Objectif A:
Renvoyez mot pour mot le passage de l'extrait fourni qui commence aux mots « Ça démarre sur » et s'arrête après les mots « rosé, ça casse. ».

Extrait fourni:
>>
Archives de catégorie : dîners ou repas privés

partie de belote et Dom Ruinart rosé 1990 samedi, 22 décembre 2007

Des amis nous invitent à dîner. Il faudrait qu’on m’explique pour quelle raison une blonde et une rousse peuvent mettre une déculottée à la belote à deux mâles en pleine possession de leurs moyens. Les voies du Seigneur ne sont définitivement pas déchiffrables.

Ça démarre sur champagne Laurent Perrier Grand Siècle. Jusque là tout va bien. Les canapés sont agréablement comestibles. Rien ne peut permettre de penser que nos épouses sont dopées.

Le champagne Ruinart rosé est intéressant, mais j’ai un faible pour le blanc. J’ai apporté un Nuits Saint Georges A. Lair 1959 qui joue dans la cour des grands. Il accompagne un délicieux homard cuisiné par notre amie. Il est suivi d’un fort honnête Château Pichon Longueville Baron 1989, mais c’est un champagne Dom Ruinart rosé 1990 qui montre qui est le mâle dans la maison.

Savoir que la belote n’est qu’un jeu, d’accord. Mais aligner les humiliations, même avec Dom Ruinart rosé, ça casse.

L’appel du cigalon jeudi, 20 décembre 2007

Les yeux encore éblouis par le dîner au restaurant Laurent avec de grands vignerons, je mets cap sur le Sud avec mon épouse. Un coup de fil : « j’ai deux kilos de cigalons. Ça te tente ? ». La réponse fuse : « nous arrivons ». Par une journée où l’air frais est réchauffé par un soleil intense, il fait bon contempler une mer qu’un vent d’Est fait frissonner. Nous commençons par des crevettes roses qu’il faut manger avec la carapace, car le jus de cuisson d’Yvan Roux lui a donné un parfum d’herbes provençales. C’est avec des doigts tout entachés de mes décorticages que je saisis le verre du champagne Laurent Perrier Grand Siècle, indispensable outil de notre bonheur.

Ce sont ensuite des bébés seiches qui n’ont pas encore eu le temps de se fabriquer l’os plat crayeux que l’on connaît. On les croque et la sensation lorsque l’on casse leurs yeux globuleux est étrange. Il faut faire le vide dans son esprit. Le jus d’encre, d’une encre fragile, est délicat.
<<
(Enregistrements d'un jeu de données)
>>
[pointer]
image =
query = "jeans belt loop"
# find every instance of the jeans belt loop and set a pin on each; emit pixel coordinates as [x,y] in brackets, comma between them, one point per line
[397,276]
<<
>>
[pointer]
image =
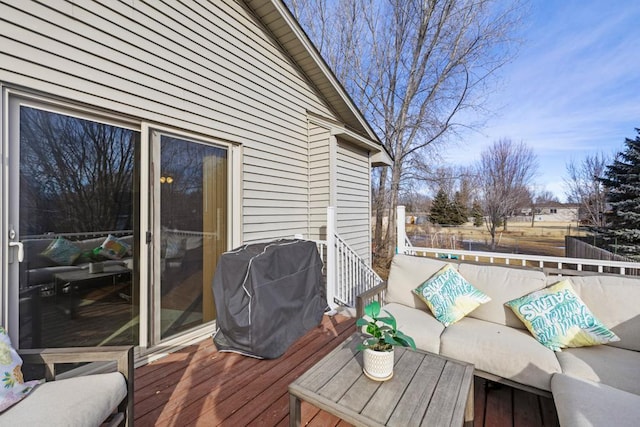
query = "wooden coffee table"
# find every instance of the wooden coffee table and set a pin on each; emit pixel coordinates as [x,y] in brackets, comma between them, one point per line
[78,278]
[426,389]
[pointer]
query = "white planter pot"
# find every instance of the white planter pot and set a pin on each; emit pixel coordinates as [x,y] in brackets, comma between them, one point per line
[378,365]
<<
Objectif B:
Signalez chaque ligne des enregistrements qui contient la chaîne « loop », en la recopiant intégralement.

Bonne réponse A:
Ça démarre sur champagne Laurent Perrier Grand Siècle. Jusque là tout va bien. Les canapés sont agréablement comestibles. Rien ne peut permettre de penser que nos épouses sont dopées.

Le champagne Ruinart rosé est intéressant, mais j’ai un faible pour le blanc. J’ai apporté un Nuits Saint Georges A. Lair 1959 qui joue dans la cour des grands. Il accompagne un délicieux homard cuisiné par notre amie. Il est suivi d’un fort honnête Château Pichon Longueville Baron 1989, mais c’est un champagne Dom Ruinart rosé 1990 qui montre qui est le mâle dans la maison.

Savoir que la belote n’est qu’un jeu, d’accord. Mais aligner les humiliations, même avec Dom Ruinart rosé, ça casse.

Bonne réponse B:
query = "jeans belt loop"
# find every instance of the jeans belt loop and set a pin on each; emit pixel coordinates as [x,y] in brackets, comma between them, one point per line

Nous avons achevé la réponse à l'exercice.